Only an exact copy of every record counts as an answer.

BEGIN EXERCISE INPUTS

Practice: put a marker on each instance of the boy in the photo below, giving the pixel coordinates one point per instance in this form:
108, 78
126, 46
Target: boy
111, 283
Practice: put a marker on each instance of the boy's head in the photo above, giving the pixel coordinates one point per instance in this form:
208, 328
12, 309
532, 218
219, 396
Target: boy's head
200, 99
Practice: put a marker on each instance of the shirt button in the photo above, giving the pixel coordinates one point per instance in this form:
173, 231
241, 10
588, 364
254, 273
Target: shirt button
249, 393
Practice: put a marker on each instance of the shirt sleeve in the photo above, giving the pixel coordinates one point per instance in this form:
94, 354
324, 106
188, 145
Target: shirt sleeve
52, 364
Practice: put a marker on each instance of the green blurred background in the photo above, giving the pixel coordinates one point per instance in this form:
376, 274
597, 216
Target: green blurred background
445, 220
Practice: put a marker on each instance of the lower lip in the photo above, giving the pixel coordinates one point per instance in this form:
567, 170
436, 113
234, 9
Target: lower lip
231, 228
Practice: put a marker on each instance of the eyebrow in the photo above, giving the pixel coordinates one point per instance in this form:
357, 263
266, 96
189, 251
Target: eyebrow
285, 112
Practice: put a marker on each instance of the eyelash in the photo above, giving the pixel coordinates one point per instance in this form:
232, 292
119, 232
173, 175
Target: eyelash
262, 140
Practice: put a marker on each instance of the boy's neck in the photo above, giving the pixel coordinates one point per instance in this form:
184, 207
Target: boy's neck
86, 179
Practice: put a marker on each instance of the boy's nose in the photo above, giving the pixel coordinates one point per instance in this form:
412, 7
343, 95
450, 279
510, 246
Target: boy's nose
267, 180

END EXERCISE INPUTS

# TASK RESULT
Practice: put a marker on each instance of the boy in the photo below, giving the pixel coordinates one point per instance in this form:
108, 78
126, 46
Target: boy
111, 283
Practice: put a marker on each instance of the boy's head in the photo above, giving the pixel coordinates one point per instance in this form:
208, 328
12, 309
532, 218
219, 396
Target: boy's head
200, 99
Practice: put a marker on each instance of the shirt button in the photo above, giving the pixel coordinates one point per instance in this form:
173, 231
241, 10
588, 364
254, 273
Target: shirt button
249, 393
Practice: put a marker on each instance of the shirt sleeve in the photo above, giving the pixel coordinates one point per instance in this form:
94, 354
324, 106
188, 145
Target: shirt sleeve
52, 364
Practice: put a marker on each instance of the green blurred background in the photo above, giving the pixel coordinates one point per instance in this form:
376, 274
597, 216
Target: green blurred background
445, 220
Practice: put a marker on each instance of the lower lip in the photo above, giving the pixel coordinates one point per instance in this form:
567, 170
436, 113
234, 9
Target: lower lip
231, 228
Practice: put a marker on each instance of the eyebrow in the photo above, giving the pixel coordinates one point per instance in this form:
357, 263
266, 96
189, 251
Target: eyebrow
285, 112
Practice: put a marker on each instance of the eyelash in the photo above, giving the pixel coordinates one point per instance in this form:
232, 292
119, 232
173, 175
Target: eyelash
262, 140
Practice: put a marker on each instance of the boy's neck in the photo above, giving the pixel coordinates one point per instance in this form:
184, 207
Target: boy's neck
86, 179
Practice: put a marker on each instance of the boy's nose in the photo above, giving the pixel coordinates one point per instance in this form:
412, 7
343, 95
450, 279
510, 246
Target: boy's nose
267, 180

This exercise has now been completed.